Dataset rows on where objects appear
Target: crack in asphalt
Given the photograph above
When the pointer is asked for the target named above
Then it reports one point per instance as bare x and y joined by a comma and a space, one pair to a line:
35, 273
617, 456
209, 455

GIVEN EXERCISE =>
Please rewrite the data above as a JSON list of strings, one string per line, skipping any blank lines.

FULL RESPONSE =>
[
  "Target: crack in asphalt",
  "Given the photograph above",
  "When the pointer is asked for the target named above",
  "Then it reports one point per instance as bare x and y joined by a comma and a space, one pair to a line:",
  "35, 273",
  "617, 456",
  "209, 455"
]